Stored records
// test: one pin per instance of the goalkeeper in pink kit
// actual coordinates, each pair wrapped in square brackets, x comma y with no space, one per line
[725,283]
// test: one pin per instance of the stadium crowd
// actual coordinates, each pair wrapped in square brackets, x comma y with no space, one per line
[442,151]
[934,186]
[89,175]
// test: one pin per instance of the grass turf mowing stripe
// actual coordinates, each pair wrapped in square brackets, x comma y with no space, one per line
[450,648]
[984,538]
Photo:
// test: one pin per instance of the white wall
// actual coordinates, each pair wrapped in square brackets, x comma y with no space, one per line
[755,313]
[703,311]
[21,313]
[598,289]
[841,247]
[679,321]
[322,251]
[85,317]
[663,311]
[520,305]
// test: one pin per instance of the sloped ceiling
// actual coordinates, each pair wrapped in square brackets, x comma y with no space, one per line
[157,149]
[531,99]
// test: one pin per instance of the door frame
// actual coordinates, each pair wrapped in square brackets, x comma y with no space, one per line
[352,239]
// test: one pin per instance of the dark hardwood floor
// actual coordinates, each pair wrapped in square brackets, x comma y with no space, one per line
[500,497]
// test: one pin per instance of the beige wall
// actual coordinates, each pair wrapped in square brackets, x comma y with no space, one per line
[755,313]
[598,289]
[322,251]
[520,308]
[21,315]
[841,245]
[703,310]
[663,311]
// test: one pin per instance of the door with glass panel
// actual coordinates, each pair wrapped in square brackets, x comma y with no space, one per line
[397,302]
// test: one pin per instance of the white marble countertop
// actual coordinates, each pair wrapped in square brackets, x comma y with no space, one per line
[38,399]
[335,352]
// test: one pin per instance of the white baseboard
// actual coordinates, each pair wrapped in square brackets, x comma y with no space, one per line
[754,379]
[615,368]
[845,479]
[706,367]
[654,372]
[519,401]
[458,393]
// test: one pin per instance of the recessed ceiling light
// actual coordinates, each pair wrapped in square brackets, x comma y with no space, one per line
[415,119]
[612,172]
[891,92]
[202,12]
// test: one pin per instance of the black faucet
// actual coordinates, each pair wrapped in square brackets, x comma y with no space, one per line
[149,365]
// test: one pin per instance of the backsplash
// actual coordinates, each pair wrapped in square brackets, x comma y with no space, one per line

Task description:
Every line that holds the word "white" should be copied from the records.

Response to this exercise:
// test: one pin per instance of the white wall
// test: one pin per instance of the white marble countertop
// test: one pin per instance of the white baseboard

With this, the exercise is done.